─── AUSGANGSMATERIAL

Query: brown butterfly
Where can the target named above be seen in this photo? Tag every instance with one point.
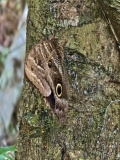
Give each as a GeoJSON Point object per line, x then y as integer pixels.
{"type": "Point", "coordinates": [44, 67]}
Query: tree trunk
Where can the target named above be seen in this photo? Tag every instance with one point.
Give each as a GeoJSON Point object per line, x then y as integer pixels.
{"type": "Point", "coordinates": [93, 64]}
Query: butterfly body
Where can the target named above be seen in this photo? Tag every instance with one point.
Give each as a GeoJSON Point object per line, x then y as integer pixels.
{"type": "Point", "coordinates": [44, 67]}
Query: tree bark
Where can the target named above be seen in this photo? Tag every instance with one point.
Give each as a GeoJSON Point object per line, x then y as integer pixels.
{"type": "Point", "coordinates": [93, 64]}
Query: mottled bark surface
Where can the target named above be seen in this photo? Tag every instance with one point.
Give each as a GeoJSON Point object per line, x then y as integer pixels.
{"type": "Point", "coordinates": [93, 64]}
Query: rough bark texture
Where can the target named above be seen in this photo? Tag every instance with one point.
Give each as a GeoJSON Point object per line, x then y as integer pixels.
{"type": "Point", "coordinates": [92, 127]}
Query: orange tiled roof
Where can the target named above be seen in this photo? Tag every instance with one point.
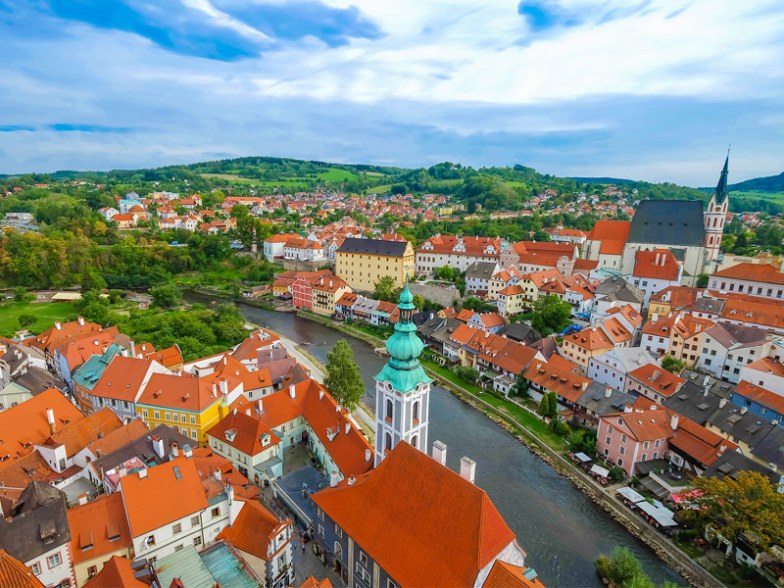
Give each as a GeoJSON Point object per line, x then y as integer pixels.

──────
─── AUSGANGSMATERIAL

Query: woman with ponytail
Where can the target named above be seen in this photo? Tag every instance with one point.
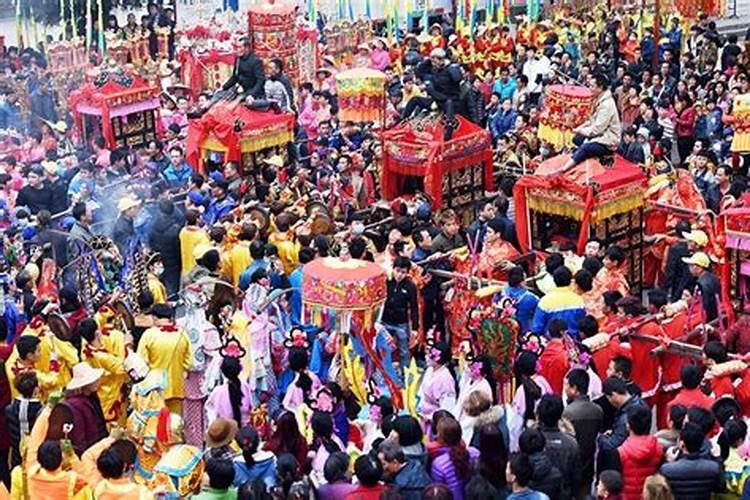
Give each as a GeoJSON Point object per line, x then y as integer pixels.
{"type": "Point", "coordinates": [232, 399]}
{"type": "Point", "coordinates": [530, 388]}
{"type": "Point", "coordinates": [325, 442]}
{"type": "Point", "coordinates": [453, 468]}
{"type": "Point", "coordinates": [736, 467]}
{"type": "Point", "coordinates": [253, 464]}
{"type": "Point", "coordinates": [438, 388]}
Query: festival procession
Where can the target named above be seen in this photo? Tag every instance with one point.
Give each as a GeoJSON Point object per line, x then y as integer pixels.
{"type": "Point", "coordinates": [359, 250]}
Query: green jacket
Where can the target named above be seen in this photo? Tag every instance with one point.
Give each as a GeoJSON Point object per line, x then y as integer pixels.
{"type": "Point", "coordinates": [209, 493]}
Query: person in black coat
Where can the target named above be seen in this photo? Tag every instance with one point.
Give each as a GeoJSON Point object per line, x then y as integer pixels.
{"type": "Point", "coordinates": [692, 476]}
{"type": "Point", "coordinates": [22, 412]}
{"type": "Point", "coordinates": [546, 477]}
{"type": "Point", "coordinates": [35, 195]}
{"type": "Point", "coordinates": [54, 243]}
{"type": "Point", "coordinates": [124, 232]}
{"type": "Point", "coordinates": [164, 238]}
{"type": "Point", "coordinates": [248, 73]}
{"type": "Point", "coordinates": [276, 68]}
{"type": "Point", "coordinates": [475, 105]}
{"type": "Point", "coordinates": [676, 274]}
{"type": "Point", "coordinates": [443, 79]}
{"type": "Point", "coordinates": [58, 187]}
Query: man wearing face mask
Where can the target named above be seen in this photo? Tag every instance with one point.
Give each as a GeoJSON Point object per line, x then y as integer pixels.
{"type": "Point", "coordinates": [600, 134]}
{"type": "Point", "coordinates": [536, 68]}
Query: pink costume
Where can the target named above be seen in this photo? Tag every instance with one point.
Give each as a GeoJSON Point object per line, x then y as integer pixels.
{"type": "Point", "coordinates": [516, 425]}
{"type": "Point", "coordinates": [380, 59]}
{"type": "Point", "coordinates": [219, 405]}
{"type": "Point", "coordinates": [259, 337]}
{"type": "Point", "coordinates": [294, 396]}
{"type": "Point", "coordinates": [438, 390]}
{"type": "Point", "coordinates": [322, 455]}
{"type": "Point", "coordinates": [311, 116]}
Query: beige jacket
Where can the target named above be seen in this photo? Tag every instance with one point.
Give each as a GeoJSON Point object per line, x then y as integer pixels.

──────

**ZIEL DER ÜBUNG:** Suche aus den Datensätzen oben jede Zeile heraus, die die Zeichenfolge „bark“ enthält, und gib diese Zeilen unverändert wieder. Achte dabei auf Groß- und Kleinschreibung.

**ERGEBNIS:**
Query: tree bark
Query: mottled bark surface
Query: rough bark texture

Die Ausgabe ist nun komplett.